*EXCERPTED PASSAGE:*
★ ★ ★ ★ ★ ★ ★

Nov. 4, 2009
By Richard Stevens -- Senior Writer/GoLobos.com
Honorable men, Lobos of integrity, are being judged: New Mexico President David Schmidly and Paul Krebs, Vice President of Lobo athletics. Hey, it comes with the position.
The courtroom of public opinion is filled with facts, figures, innuendos, mistakes, and surely is influenced by the edgy climate that surrounds controversy and a winless football team.
The media has circled. They look for blood and hone in on any tiny wound. Hey, that's their job, too. No hard feelings here from someone who has circled many a wound.
The final ruling here will be effected by the facts and surely the judgments will vary. People see things as they are. People see things as they want to see things. Some people will look at the body of work. Some people will hone in on the wound.
Ultimately, the final decision by most Lobo fans will be strongly weighed by whether or not they buy into the core of two words used in the first sentence of this column: honorable, integrity. We'll get back to that. First lets dig into some wounds.
There are two key questions to be answered concerning the issues surrounding Lobo football coach Mike Locksley and the punishment handed down by UNM for his inappropriate contact with an assistant coach.
1. Was UNM policy and procedure properly enforced?
2. Was the punishment fair and equitable in regards to that policy?
The end results are what matters most here. Krebs admits he did not have full understanding of HR procedure when he first dived into this mess. He accepts responsibility for that error. He then made the necessary adjustments and placed the research into the hands of UNM's Human Resources (HR) department.
This is the UNM department that has to review and investigate these types of issues. Any initial research by the athletic department was incidental; not official. That's UNM policy, too.
HR approached the matter with the rights of two UNM employees in mind: Locksley and assistant coach J.B. Gerald. Helen Gonzales' department researched the contact and deemed that they could not confirm a punch had been thrown. She could not confirm a choke.
The only conclusive results were inappropriate conduct and contact. Gonzales also is a woman of high integrity and honesty. If she weren't, she wouldn't hold that position. It's fair to assume she did her job correctly.

★ ★ ★ ★ ★ ★ ★

*EXERCISE INSTRUCTIONS:*
**a.** According to the column on the Locksley punishment, which UNM department was the research placed in the hands of?
**b.** List every person named in the column on the Locksley punishment, including its byline.

*DATA BELOW:*
★ ★ ★ ★ ★ ★ ★

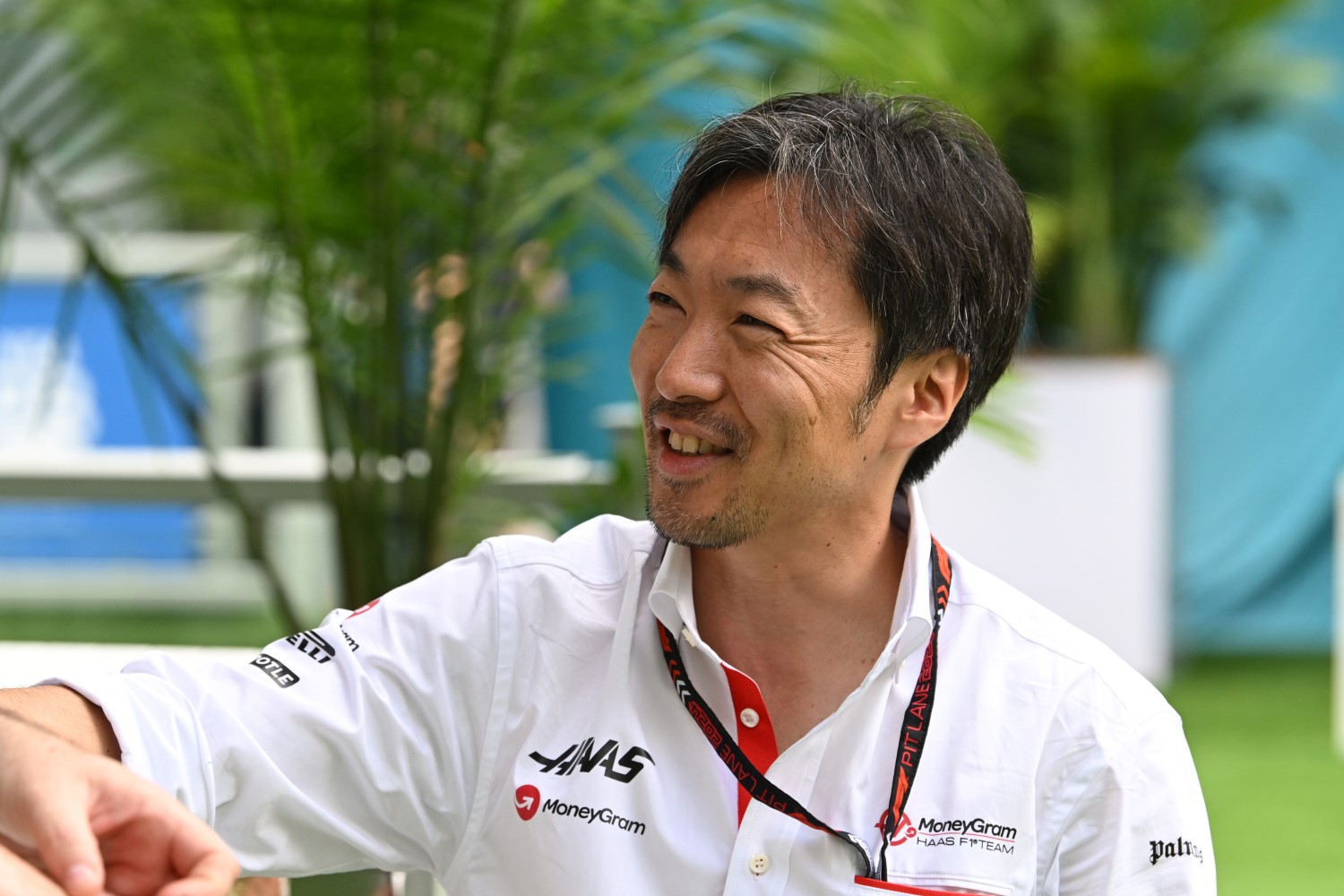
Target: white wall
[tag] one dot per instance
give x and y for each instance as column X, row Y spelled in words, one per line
column 1082, row 527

★ ★ ★ ★ ★ ★ ★

*SOLVED TASKS:*
**a.** UNM's Human Resources (HR) department.

**b.** Richard Stevens, David Schmidly, Paul Krebs, Mike Locksley, J.B. Gerald, Helen Gonzales